__Document section__:
5 Easy Tips For Starting Your Gaming Channel

23 September 2015, 15:12 | Updated: 17 July 2017, 12:11

We the Unicorns

By Liam Dryden

Gaming videos have had an even bigger surge of popularity across the greater YouTube community in recent years. Personalities like the guys at Achievement Hunter, Markiplier and the unstoppable PewDiePie have inspired fans, amateurs and even YouTubers of other genres to start their own gaming channels.

But as many have learned, it's not as easy at it looks to get your channel off the ground. So here's some handy tips from us to help you kickstart your YouTube gaming adventure!


1. Get the equipment

This one's a no-brainer, but if you're going to record your playthroughs, you're going to need the right kit.

If you're console gaming (i.e. on a PS4 or Xbox), hardware like a game capture device is required to record from your console straight onto your computer. Screen Shot 2015-09-23 at 14.53.40

These are available from online retailers like Amazon, and can range anywhere from an average of Ł50-150, depending on how high quality you want your recording to be. The software usually comes included, or can be installed separately, and is pretty straightforward: even your audio can usually be recorded from within the game capture program.

Which brings us onto sound: if you're investing money into your gaming channel, it's definitely worth picking up a microphone, as the built-in mic on your laptop or webcam is going to sound pretty low-quality against the audio of the game. There are some free-standing podcast mics that are pretty affordable, and will make your commentary even more engaging.

If you want to film yourself while playing, you don't need a fancy expensive video camera right away; but you will have to get familiar with some decent video editing software like Final Cut Pro or Adobe Premiere Pro to handle both the video and the game recording, as well as to tighten up your video to make it more interesting.

__Information__:
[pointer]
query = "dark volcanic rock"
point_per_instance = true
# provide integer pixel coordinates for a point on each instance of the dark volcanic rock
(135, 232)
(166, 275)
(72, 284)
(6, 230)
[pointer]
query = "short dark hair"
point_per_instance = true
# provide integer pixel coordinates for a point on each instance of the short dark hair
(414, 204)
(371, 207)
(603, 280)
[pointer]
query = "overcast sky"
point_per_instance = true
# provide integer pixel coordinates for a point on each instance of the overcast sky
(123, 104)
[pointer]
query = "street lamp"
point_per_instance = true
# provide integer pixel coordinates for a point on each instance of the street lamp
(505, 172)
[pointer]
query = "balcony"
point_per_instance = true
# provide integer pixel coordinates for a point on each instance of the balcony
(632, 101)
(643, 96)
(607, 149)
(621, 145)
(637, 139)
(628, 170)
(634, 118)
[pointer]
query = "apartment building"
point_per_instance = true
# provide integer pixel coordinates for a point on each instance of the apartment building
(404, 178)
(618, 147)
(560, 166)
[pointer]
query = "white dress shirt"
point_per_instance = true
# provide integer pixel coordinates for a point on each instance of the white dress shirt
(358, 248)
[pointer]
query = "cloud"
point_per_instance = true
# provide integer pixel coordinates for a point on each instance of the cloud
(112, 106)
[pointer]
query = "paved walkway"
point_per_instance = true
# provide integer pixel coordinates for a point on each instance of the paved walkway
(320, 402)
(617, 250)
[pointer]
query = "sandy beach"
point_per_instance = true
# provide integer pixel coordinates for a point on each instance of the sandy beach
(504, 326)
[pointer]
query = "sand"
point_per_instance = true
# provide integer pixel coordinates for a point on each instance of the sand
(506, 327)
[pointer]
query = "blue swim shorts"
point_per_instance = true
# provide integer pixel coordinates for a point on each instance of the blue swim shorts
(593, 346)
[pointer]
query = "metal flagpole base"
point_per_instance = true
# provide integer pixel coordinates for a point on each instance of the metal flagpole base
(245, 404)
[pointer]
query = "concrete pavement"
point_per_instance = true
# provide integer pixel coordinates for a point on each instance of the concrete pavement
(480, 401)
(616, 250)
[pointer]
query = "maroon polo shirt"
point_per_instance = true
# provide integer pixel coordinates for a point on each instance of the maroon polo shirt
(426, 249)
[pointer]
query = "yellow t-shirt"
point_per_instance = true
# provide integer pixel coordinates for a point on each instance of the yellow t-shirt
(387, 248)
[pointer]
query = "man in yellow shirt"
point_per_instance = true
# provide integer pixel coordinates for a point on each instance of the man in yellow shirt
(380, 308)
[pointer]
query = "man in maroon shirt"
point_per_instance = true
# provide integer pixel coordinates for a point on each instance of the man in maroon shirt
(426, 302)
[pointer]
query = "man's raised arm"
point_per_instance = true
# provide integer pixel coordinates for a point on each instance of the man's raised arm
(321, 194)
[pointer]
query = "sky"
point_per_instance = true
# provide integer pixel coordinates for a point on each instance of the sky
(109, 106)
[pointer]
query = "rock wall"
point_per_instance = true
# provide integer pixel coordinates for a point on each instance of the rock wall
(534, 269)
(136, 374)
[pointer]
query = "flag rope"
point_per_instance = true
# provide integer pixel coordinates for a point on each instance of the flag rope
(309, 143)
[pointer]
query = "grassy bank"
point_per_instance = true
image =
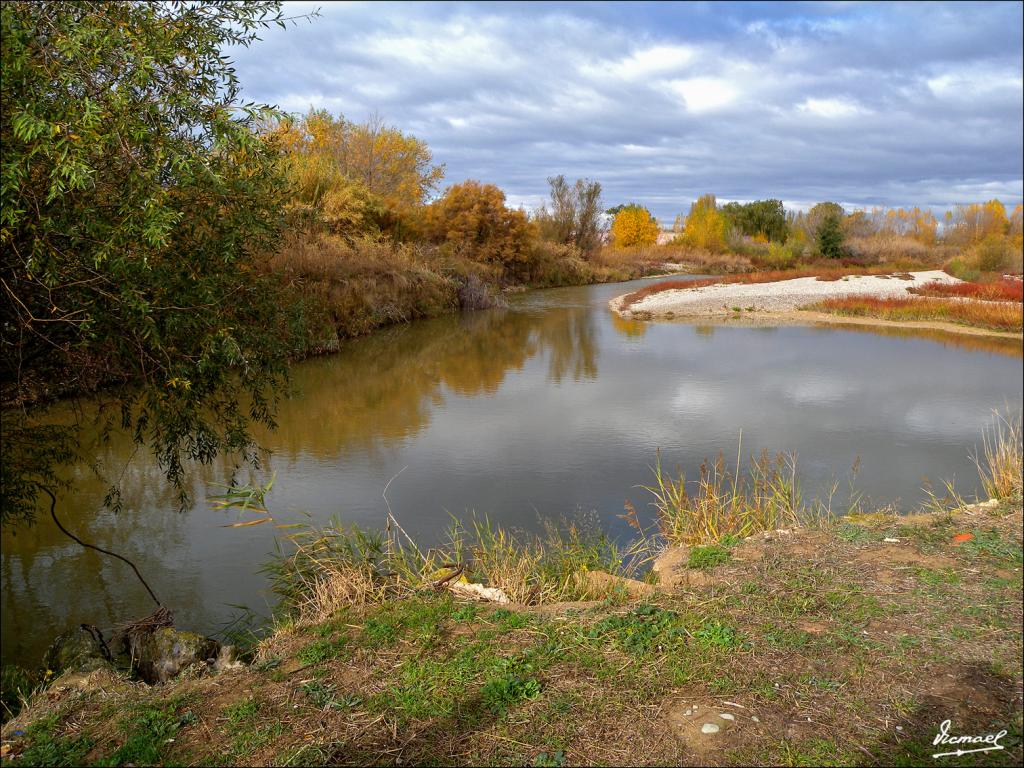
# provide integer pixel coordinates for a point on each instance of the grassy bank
(848, 641)
(339, 288)
(994, 315)
(832, 646)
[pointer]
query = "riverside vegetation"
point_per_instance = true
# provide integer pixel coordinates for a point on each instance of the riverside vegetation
(804, 639)
(169, 248)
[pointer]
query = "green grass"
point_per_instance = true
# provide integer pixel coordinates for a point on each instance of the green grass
(150, 730)
(322, 650)
(708, 556)
(325, 696)
(47, 748)
(247, 729)
(990, 544)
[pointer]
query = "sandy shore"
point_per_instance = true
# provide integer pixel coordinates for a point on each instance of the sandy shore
(782, 296)
(778, 303)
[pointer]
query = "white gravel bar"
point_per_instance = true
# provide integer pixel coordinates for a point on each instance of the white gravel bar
(784, 295)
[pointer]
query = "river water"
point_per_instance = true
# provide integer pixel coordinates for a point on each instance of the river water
(550, 408)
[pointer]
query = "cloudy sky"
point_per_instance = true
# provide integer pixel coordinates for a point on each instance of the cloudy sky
(866, 103)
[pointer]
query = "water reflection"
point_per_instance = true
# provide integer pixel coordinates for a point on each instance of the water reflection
(526, 413)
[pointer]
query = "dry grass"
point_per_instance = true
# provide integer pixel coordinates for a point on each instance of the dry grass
(890, 248)
(725, 504)
(1004, 289)
(991, 315)
(1001, 463)
(328, 568)
(823, 273)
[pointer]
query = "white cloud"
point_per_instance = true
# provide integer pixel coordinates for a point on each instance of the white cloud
(830, 108)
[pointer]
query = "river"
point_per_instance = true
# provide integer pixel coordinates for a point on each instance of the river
(550, 408)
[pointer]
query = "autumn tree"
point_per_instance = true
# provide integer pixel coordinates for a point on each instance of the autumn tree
(137, 197)
(818, 214)
(765, 218)
(356, 176)
(706, 225)
(829, 235)
(969, 224)
(573, 214)
(472, 220)
(634, 226)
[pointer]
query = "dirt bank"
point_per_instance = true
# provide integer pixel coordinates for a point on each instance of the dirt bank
(850, 644)
(778, 303)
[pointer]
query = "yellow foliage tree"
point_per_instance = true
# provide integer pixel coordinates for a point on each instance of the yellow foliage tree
(706, 224)
(973, 223)
(351, 173)
(471, 219)
(634, 226)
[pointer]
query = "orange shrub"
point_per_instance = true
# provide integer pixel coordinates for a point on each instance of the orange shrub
(471, 220)
(634, 226)
(995, 315)
(1006, 289)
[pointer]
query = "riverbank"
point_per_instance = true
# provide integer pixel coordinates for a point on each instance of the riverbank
(885, 299)
(848, 643)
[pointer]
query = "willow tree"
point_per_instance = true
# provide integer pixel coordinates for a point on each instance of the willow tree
(136, 196)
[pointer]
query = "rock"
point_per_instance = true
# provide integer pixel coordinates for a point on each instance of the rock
(161, 654)
(80, 650)
(227, 658)
(673, 569)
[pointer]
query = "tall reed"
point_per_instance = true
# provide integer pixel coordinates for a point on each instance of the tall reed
(728, 504)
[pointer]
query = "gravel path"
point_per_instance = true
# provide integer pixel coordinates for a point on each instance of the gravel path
(781, 296)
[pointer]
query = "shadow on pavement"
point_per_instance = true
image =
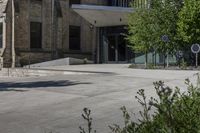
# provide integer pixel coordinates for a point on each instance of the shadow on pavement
(61, 83)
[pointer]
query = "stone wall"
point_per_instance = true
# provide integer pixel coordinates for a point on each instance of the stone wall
(55, 31)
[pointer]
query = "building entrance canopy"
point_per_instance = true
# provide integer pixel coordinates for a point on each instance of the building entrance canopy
(102, 16)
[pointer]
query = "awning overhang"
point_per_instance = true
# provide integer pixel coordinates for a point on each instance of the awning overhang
(102, 16)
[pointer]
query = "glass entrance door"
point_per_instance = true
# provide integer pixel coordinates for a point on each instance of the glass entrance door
(116, 48)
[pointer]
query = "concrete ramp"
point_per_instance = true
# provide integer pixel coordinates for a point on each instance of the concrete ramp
(62, 62)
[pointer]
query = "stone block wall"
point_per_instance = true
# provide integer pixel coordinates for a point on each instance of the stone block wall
(55, 31)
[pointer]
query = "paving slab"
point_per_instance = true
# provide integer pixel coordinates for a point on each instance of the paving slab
(55, 103)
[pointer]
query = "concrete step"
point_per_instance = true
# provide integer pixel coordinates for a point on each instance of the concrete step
(61, 62)
(24, 72)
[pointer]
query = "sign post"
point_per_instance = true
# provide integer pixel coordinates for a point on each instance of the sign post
(165, 39)
(195, 48)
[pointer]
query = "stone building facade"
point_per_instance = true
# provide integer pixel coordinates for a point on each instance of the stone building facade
(42, 30)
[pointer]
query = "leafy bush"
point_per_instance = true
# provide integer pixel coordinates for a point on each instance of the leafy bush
(174, 111)
(151, 66)
(183, 64)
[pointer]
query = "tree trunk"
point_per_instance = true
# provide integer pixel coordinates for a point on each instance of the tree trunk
(146, 59)
(13, 34)
(164, 60)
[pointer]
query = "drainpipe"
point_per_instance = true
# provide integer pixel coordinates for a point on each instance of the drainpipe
(52, 28)
(13, 34)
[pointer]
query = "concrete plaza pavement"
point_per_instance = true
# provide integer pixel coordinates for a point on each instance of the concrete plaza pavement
(55, 103)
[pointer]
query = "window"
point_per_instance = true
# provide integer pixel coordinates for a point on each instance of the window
(121, 3)
(74, 2)
(74, 37)
(36, 35)
(1, 35)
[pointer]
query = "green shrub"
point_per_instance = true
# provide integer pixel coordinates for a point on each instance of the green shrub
(174, 111)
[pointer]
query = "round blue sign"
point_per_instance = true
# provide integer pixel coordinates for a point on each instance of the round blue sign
(195, 48)
(165, 38)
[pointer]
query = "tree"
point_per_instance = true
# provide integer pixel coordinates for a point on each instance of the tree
(189, 23)
(149, 23)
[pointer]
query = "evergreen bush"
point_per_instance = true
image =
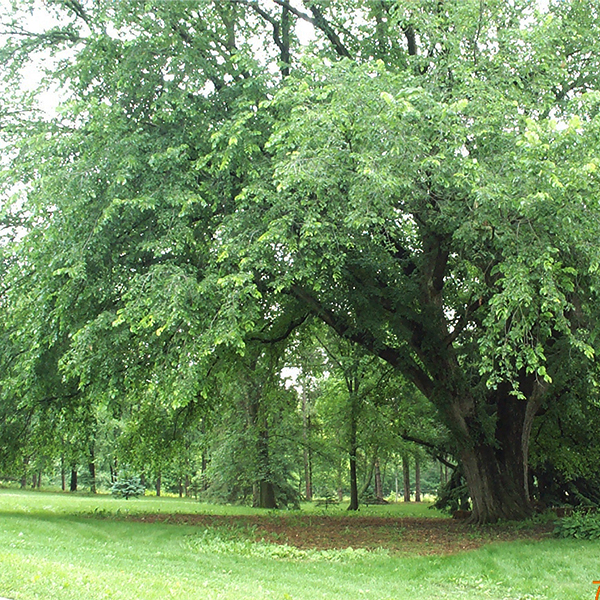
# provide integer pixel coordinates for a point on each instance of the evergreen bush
(126, 488)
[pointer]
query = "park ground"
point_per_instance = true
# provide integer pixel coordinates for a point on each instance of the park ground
(60, 546)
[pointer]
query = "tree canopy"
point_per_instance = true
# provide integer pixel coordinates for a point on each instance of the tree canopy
(421, 176)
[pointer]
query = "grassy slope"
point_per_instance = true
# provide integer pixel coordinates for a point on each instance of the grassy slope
(47, 550)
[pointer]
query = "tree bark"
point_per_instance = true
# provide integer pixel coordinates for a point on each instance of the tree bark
(307, 453)
(406, 477)
(378, 482)
(417, 479)
(496, 468)
(353, 449)
(92, 469)
(73, 483)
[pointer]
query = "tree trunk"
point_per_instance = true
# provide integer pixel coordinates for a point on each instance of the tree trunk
(496, 470)
(203, 467)
(73, 484)
(417, 479)
(378, 483)
(63, 474)
(340, 487)
(267, 495)
(92, 469)
(307, 452)
(406, 477)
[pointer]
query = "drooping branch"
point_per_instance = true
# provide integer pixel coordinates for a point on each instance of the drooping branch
(399, 360)
(434, 450)
(281, 31)
(320, 22)
(285, 330)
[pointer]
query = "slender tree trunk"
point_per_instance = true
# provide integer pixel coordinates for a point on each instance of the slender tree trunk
(340, 487)
(406, 477)
(417, 479)
(353, 449)
(63, 474)
(92, 470)
(203, 467)
(307, 453)
(378, 482)
(73, 484)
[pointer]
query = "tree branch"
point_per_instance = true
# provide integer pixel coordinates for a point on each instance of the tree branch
(392, 356)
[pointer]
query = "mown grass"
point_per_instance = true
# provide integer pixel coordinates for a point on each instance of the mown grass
(16, 500)
(51, 548)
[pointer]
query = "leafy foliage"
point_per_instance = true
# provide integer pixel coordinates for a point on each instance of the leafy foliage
(581, 526)
(128, 488)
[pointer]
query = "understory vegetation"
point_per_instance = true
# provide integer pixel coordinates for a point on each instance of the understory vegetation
(64, 547)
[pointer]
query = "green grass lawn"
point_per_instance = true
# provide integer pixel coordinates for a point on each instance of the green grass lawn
(51, 546)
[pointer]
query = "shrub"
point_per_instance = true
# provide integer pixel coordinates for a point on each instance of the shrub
(580, 526)
(126, 488)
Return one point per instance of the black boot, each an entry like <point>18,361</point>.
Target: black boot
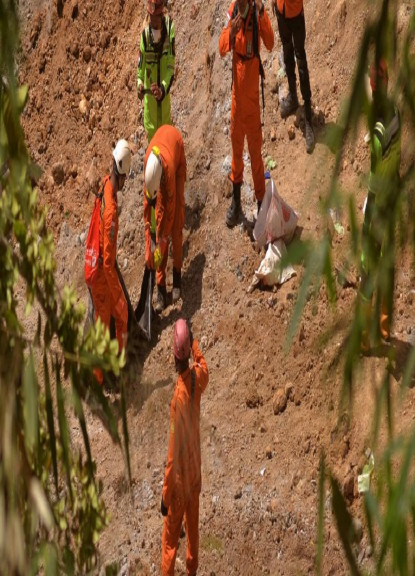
<point>309,132</point>
<point>234,212</point>
<point>161,299</point>
<point>289,103</point>
<point>177,285</point>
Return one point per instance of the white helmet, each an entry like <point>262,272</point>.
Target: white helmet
<point>153,173</point>
<point>122,157</point>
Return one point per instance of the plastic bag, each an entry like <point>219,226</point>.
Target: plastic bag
<point>276,219</point>
<point>270,271</point>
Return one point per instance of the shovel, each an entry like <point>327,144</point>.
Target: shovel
<point>143,310</point>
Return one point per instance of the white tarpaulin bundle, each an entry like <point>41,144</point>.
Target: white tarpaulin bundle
<point>275,226</point>
<point>276,220</point>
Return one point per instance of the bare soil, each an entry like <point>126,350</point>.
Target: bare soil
<point>259,498</point>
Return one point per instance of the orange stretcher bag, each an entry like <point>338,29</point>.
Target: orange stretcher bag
<point>92,256</point>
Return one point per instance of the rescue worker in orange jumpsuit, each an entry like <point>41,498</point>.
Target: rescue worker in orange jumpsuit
<point>107,293</point>
<point>164,176</point>
<point>182,479</point>
<point>247,23</point>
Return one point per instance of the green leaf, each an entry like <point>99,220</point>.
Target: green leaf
<point>41,503</point>
<point>50,420</point>
<point>63,427</point>
<point>30,387</point>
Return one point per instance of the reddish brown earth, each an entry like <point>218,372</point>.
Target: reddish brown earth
<point>260,469</point>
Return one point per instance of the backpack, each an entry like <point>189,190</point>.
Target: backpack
<point>255,42</point>
<point>92,257</point>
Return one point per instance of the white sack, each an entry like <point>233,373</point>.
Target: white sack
<point>275,219</point>
<point>270,271</point>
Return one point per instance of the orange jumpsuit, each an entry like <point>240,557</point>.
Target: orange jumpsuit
<point>245,109</point>
<point>107,294</point>
<point>170,207</point>
<point>183,479</point>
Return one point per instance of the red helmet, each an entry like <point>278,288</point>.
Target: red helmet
<point>181,340</point>
<point>379,75</point>
<point>155,7</point>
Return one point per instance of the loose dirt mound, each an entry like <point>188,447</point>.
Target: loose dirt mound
<point>260,460</point>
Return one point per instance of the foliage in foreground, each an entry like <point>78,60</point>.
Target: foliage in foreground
<point>51,510</point>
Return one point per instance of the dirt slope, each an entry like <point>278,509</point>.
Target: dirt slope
<point>260,470</point>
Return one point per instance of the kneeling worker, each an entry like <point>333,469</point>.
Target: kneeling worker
<point>164,177</point>
<point>107,294</point>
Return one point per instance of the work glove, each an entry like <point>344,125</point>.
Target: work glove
<point>164,511</point>
<point>121,309</point>
<point>158,257</point>
<point>189,327</point>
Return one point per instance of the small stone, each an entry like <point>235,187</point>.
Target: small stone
<point>58,173</point>
<point>253,399</point>
<point>86,54</point>
<point>358,529</point>
<point>289,390</point>
<point>279,401</point>
<point>348,487</point>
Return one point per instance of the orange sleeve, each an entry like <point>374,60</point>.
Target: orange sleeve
<point>147,223</point>
<point>172,455</point>
<point>200,367</point>
<point>266,31</point>
<point>224,42</point>
<point>166,208</point>
<point>110,221</point>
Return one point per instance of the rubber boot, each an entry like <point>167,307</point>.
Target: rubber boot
<point>384,321</point>
<point>289,103</point>
<point>177,285</point>
<point>309,132</point>
<point>161,299</point>
<point>234,212</point>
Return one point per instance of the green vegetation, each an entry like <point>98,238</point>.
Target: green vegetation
<point>390,504</point>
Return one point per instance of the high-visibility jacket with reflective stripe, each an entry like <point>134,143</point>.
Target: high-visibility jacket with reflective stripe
<point>156,66</point>
<point>290,8</point>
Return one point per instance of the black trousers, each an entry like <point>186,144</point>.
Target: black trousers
<point>292,34</point>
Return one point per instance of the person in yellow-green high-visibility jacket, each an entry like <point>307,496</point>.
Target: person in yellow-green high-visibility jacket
<point>155,71</point>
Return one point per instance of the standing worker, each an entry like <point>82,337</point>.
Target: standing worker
<point>155,71</point>
<point>247,22</point>
<point>183,479</point>
<point>107,294</point>
<point>164,178</point>
<point>291,27</point>
<point>378,235</point>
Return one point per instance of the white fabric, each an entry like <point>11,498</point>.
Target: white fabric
<point>275,219</point>
<point>275,226</point>
<point>270,271</point>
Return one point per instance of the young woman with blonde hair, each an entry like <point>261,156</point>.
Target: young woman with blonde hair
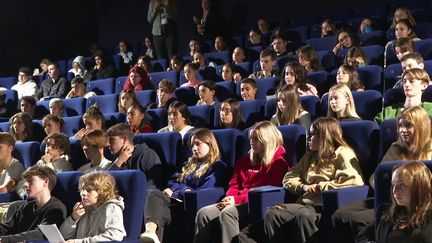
<point>341,104</point>
<point>99,215</point>
<point>328,164</point>
<point>348,75</point>
<point>289,108</point>
<point>203,169</point>
<point>264,165</point>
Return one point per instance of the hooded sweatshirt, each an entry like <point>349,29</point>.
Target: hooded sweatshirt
<point>104,223</point>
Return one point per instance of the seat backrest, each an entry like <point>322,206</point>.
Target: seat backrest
<point>218,57</point>
<point>319,79</point>
<point>72,125</point>
<point>27,153</point>
<point>388,135</point>
<point>186,95</point>
<point>66,189</point>
<point>11,101</point>
<point>368,103</point>
<point>74,106</point>
<point>156,77</point>
<point>132,186</point>
<point>225,90</point>
<point>114,118</point>
<point>157,118</point>
<point>294,142</point>
<point>106,103</point>
<point>363,137</point>
<point>383,175</point>
<point>202,115</point>
<point>252,111</point>
<point>101,86</point>
<point>146,97</point>
<point>159,65</point>
<point>119,84</point>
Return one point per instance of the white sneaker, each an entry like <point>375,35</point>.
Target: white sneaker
<point>149,237</point>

__Task 1__: Return, word for word, the stretch of the gaming-channel article from "Gaming videos have" through "the right kit.".
__Task 2__: Write the next part of the gaming-channel article, starting right after its final sentence.
The entries come from a separate source unrelated to the gaming-channel article.

__Response area 1__:
Gaming videos have had an even bigger surge of popularity across the greater YouTube community in recent years. Personalities like the guys at Achievement Hunter, Markiplier and the unstoppable PewDiePie have inspired fans, amateurs and even YouTubers of other genres to start their own gaming channels.

But as many have learned, it's not as easy at it looks to get your channel off the ground. So here's some handy tips from us to help you kickstart your YouTube gaming adventure!


1. Get the equipment

This one's a no-brainer, but if you're going to record your playthroughs, you're going to need the right kit.

__Response area 2__:
The obvious example for all of these things is PewDiePie: in his playthrough videos, Pewds can be seen with his own microphone in front of him, usually with both himself and the game footage edited together onscreen, and lots of other random edits that make the pace and tone of the video way more fun than a regular "Let's Play".


2. Stick with a series

PewDiePie didn't start out with lots of random edits and vlogs; he began by building a loyal audience with some pretty consistent playthroughs of Minecraft and Amnesia.

When building your audience, it helps to start off by being more consistent with the kind of games you're playing, and how much of it you share. With a newer, longer game, audiences are looking for "Let's Play" videos of each level/chapter/part; so it's worth making a few videos as part of a YouTube Playlist.

Screen Shot 2015-09-23 at 14.42.07

Vlogging superstars Dan & Phil have seen some massive success with their gaming channel after committing to continuous strands of videos: like their epic series with the adventures of adorable monstrosity "Dil Howlter" in The Sims 4.


3. Play with friends

If you're a little nervous about kicking off your channel alone, it helps to either get some friends in to play with you occasionally, or become a part of your channel full-time. Honestly, some of the best (and most hilarious) gaming videos come from the chemistry between two people playing together.

One of the all-time greatest examples is this gem from Achievement Hunter, where Gavin and Michael completely annihilate a heart replacement patient in Surgeon Simulator (warning: gory bits, loud voices and a LOT of swearing to follow).


4. Care about what you're playing

Whether it's your new favourite game or a frustrating new release that's impossible to get through, it's important to have some passion for what you're playing. Many gaming channels don't record their face while playing, and so they depend on their commentary for keeping the audience engaged. So don't be bored!

Hundreds of gaming channels lost their chill and rage quit while playing The Impossible Game: and Markiplier was just one of them. But even though he and many others hated the game, their commentary made it all the more enjoyable.

Which brings us to our last point...



If you're alone and playing a game, it's easy to get distracted and forget that you're recording (honestly, I've been there).

You're going to get nowhere if all you do is upload the gameplay footage with little to no commentary. The gaming YouTube world is now full of personalities all competing for the attention of their viewers, and people are way more likely to subscribe to playthroughs that have this:

You don't have to start as a Crazy Quirky Internet Person, but it always helps to have your voice out there from the beginning (So see part 1 again for advice on a microphone).

Good luck and game on!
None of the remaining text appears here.